PROBLEM DETAILS: Report every line from the following entries that contains the string "frame".

EXTRACTED DATA:
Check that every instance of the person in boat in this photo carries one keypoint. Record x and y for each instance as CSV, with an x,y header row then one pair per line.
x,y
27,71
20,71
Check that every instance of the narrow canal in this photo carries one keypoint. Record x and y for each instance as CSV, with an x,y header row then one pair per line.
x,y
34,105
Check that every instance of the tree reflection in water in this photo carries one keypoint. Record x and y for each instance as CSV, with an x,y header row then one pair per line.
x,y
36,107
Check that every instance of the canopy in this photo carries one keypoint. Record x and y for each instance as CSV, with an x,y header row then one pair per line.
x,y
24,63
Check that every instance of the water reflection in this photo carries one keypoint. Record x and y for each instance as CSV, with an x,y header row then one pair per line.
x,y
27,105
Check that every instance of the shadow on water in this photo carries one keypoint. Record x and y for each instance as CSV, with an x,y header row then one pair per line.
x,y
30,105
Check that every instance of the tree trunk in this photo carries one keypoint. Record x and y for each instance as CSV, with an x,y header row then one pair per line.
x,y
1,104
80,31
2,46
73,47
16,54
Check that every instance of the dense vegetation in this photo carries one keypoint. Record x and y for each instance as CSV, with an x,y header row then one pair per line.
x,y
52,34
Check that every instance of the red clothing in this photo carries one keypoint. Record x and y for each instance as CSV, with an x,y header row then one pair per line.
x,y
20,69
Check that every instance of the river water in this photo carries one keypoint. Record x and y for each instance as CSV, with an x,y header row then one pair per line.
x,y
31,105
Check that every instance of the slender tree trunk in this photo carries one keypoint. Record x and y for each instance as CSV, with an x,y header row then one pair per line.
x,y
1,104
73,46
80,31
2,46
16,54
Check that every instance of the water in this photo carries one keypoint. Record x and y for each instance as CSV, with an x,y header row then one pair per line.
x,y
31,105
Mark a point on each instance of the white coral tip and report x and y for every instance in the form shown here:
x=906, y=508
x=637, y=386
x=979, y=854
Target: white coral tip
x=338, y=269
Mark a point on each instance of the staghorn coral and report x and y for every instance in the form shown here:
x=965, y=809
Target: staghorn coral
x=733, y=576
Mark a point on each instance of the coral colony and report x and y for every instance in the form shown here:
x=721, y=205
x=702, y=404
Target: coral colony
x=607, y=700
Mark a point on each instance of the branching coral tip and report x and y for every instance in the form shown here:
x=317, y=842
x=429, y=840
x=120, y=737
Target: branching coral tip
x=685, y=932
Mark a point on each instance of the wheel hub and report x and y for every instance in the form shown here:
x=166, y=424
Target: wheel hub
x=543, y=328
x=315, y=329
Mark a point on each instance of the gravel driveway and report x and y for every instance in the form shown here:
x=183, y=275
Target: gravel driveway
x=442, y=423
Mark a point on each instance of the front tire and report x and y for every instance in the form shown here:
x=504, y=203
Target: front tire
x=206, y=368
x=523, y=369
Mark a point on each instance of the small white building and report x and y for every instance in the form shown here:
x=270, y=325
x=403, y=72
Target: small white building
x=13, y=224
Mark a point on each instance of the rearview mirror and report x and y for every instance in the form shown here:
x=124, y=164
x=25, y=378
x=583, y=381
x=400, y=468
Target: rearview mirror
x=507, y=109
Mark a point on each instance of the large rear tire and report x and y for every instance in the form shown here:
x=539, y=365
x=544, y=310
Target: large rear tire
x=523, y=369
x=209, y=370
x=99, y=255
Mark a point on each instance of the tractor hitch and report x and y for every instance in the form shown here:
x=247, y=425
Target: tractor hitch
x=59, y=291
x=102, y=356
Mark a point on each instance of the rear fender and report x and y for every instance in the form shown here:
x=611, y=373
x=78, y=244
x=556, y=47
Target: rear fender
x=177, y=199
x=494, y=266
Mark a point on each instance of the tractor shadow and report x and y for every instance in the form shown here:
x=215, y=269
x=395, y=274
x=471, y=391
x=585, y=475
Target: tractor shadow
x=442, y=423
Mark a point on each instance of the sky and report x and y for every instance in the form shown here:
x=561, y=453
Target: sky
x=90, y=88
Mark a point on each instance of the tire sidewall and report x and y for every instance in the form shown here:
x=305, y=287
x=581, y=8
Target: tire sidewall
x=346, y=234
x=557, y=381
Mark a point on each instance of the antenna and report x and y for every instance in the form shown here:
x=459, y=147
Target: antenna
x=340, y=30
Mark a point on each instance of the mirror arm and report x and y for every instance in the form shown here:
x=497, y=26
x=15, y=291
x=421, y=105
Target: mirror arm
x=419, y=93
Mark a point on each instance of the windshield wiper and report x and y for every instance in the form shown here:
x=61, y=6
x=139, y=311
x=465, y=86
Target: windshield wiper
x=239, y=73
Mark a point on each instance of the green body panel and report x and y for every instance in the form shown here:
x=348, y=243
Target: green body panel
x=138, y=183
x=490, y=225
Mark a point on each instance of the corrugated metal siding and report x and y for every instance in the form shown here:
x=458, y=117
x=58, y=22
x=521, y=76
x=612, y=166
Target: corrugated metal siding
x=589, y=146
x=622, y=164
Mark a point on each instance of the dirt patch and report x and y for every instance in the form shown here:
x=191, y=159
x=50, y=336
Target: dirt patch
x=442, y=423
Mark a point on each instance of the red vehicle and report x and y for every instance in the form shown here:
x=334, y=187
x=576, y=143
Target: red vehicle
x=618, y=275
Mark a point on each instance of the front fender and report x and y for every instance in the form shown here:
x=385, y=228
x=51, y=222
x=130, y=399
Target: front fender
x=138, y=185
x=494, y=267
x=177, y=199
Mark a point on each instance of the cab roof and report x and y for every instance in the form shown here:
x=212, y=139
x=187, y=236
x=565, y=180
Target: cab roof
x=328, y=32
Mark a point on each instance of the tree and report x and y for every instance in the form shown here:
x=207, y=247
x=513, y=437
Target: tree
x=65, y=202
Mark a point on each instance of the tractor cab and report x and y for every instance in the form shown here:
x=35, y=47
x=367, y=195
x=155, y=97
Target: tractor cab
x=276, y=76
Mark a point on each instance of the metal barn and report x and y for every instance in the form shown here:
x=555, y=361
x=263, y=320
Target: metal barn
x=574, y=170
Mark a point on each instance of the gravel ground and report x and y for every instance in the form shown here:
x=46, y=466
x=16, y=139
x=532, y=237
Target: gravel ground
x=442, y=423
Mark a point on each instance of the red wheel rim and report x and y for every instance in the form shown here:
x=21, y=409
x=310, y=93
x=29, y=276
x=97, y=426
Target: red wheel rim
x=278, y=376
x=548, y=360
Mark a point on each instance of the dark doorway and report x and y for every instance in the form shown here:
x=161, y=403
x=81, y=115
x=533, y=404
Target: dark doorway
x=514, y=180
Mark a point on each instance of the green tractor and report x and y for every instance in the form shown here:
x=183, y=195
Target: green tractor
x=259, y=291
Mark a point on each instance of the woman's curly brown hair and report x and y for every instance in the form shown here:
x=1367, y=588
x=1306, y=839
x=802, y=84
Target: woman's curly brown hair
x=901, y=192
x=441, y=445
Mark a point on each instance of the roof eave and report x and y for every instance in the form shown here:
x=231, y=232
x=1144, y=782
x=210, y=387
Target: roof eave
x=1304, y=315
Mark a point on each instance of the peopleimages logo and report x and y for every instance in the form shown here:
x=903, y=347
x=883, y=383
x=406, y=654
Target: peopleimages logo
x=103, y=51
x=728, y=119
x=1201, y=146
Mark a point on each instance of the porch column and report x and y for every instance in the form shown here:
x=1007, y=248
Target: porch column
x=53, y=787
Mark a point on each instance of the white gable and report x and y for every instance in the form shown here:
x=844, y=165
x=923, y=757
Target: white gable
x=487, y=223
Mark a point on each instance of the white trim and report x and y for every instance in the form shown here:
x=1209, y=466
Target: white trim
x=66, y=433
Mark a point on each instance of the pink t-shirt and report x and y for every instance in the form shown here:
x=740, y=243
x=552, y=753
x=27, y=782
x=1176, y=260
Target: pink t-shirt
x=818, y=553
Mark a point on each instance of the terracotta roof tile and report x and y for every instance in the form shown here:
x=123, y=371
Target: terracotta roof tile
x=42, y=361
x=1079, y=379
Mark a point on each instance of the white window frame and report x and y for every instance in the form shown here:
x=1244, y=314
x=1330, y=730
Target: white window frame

RESPONSE:
Mark a point on each instance of the white window frame and report x and y for every instance in the form shown here:
Target: white window frame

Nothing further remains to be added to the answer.